## PROVIDED TEXT
━━━━━━━━━━━━━━━━━━━━━━━━━━━━━━

As part of the program, the College of Medicine has granted conditional acceptance to up to four students per year who first attend a 10-month program at OHSU in Portland.

Starting in 2024, WSU will host its own pathway program on the Spokane campus thanks to a five-year, $3.4 million federal grant that will allow for more enrollees and – for WSU – a more direct connection with program participants.

“The amazing part of that is we get to have our own faculty train them. We get to immerse them into our own learning environment and learning community,” said Harrison, who has spearheaded WSU’s program pathway efforts. “For them, they get to know us better as an administration and our current student body. They get to become more familiar with the resources that are available to our medical students.”

Before getting involved in Wy’east, the WSU College of Medicine – founded in 2015 – was not established long enough to create its own pathway program.

Harrison said OHSU reached out around 2018 to see if WSU was interested in Wy’east, thereby giving participating students options to attend medical school either at WSU Spokane, OHSU or UC Davis in Sacramento. WSU’s first Wy’east cohort was picked in 2020.

━━━━━━━━━━━━━━━━━━━━━━━━━━━━━━

## DATA

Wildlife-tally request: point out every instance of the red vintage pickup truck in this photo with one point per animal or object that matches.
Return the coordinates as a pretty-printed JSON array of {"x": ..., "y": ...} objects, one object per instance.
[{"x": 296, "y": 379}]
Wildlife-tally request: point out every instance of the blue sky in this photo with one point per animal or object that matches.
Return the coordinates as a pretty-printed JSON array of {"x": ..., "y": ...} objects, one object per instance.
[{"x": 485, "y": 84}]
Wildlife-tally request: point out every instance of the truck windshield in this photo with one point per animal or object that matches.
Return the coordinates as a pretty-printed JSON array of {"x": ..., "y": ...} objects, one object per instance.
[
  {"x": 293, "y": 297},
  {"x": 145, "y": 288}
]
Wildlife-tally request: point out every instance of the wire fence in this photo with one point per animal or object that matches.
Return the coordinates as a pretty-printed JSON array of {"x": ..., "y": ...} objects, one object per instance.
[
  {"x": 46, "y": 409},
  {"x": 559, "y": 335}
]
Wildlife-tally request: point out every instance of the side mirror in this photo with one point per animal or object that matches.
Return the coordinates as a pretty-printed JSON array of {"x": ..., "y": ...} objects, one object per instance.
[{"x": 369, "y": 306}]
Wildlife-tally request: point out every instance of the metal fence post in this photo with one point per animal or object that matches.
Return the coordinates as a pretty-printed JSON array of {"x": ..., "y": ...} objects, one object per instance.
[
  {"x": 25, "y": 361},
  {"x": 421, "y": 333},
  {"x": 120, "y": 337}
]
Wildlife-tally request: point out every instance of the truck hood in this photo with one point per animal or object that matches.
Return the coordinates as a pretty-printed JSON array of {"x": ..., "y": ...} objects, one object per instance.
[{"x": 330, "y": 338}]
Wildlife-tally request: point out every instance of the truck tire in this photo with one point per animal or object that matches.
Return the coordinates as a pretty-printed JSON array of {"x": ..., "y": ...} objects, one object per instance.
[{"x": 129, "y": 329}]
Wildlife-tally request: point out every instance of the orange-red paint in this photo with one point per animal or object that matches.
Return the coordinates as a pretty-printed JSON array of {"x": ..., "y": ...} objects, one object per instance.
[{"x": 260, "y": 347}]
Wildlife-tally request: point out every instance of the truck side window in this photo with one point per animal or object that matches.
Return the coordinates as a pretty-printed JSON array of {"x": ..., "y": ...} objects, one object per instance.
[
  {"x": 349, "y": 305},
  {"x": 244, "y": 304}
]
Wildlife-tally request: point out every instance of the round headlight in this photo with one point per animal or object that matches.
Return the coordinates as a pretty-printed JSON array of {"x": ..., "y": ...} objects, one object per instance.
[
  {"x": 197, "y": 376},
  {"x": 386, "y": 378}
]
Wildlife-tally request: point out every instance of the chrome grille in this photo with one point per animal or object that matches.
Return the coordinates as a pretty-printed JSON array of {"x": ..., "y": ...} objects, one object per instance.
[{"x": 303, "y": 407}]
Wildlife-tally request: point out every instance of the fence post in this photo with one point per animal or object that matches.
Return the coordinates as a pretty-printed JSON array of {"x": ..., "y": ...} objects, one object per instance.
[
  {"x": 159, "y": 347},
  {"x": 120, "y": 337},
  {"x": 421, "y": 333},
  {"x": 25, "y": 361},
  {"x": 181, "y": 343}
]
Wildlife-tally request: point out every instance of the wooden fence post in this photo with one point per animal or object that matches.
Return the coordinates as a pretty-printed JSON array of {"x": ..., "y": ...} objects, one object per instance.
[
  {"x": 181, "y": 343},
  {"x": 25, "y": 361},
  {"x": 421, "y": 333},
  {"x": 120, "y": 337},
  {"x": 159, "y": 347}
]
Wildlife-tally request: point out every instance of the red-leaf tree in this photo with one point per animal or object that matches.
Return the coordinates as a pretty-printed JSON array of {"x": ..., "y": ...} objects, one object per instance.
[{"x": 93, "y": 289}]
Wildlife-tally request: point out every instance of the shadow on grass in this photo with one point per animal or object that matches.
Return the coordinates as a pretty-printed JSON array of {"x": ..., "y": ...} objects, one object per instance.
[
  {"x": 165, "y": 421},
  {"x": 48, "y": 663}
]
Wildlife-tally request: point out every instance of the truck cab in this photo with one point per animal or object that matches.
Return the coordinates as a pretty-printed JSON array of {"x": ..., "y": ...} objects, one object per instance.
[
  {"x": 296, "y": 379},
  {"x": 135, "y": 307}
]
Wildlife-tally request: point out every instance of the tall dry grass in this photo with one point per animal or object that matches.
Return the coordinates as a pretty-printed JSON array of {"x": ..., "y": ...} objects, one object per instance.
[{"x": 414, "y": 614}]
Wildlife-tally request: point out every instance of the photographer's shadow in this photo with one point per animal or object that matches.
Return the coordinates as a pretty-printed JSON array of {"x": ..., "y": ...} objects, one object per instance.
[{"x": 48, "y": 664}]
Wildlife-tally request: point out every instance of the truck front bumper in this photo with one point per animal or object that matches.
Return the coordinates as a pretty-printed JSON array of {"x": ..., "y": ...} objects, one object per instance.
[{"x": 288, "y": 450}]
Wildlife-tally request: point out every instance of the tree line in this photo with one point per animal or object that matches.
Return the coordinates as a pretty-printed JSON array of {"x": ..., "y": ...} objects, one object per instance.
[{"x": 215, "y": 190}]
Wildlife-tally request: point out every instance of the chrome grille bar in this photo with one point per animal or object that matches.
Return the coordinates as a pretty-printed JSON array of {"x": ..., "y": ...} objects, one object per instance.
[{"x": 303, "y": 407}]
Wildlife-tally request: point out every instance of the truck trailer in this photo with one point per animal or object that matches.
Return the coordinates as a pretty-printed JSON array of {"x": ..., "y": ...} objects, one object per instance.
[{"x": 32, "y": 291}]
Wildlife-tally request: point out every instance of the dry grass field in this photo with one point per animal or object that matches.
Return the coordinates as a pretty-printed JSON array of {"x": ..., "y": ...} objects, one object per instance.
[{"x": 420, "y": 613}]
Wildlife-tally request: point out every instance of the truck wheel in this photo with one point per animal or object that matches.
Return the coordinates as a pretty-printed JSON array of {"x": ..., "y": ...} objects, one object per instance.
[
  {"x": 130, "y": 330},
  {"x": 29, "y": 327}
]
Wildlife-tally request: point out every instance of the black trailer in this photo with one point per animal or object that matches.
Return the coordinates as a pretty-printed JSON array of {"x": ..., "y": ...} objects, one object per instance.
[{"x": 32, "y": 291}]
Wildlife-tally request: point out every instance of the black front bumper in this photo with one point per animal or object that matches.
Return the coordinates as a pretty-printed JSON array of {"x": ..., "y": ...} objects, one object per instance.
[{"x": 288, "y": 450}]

━━━━━━━━━━━━━━━━━━━━━━━━━━━━━━

## REQUIRED WORK
1. According to the text on the WSU medical pathway program, why had the WSU College of Medicine not created its own pathway program before joining Wy'east? Answer in one to three sentences.
2. Carry on the text about the WSU medical pathway program, starting after its last sentence.
The rows were taken from a separate source.

## RESPONSES
1. The WSU College of Medicine was founded in 2015, so it had not been established long enough to create its own pathway program before it got involved in Wy'east.

2.
The 10-month program in Portland prepares participants for the first year of medical school with anatomy and epidemiology coursework, clinical shadowing, research and Medical College Admission Test preparation.

Moving to Portland for 10 months’ of classes before moving again to Spokane was a barrier for many prospective applicants, however. Lexie Packham, who is entering her second year at the College of Medicine, had to move from Utah to Portland for Wy’east before finally landing in Spokane to attend WSU.

“That was a bit inconvenient for my husband who had to be switching jobs a lot,” said Packham, a member of the Standing Rock Sioux Tribe. “It would’ve been nice to do Wy’east at the school that I was going to attend afterwards.”

A new $3.4 million grant, funded over five years from the U.S. Department of Health and Human Services, will allow WSU, OHSU and UC Davis to each operate their own pathway programs for Native students.

WSU’s program, which will come online in fall 2024, will have a new name reflective of local tribes, Harrison said. WSU also plans to enroll more students and will attempt to make it a certificate or degree program.

“These are not necessarily going to be courses that are already existing,” she said. “Part of this is building, working with our current faculty to build coursework that is applicable to this level of student that is sort of pre-preparation for the medical curriculum.”

Wy’east students, as well as those participating in WSU’s future program, must be enrolled members of federally recognized tribes, regardless of race or ethnicity, and must have a bachelor’s degree. State law prohibits WSU from considering race or ethnicity for admissions.

Harrison said the grant also allows WSU to hire additional program staff.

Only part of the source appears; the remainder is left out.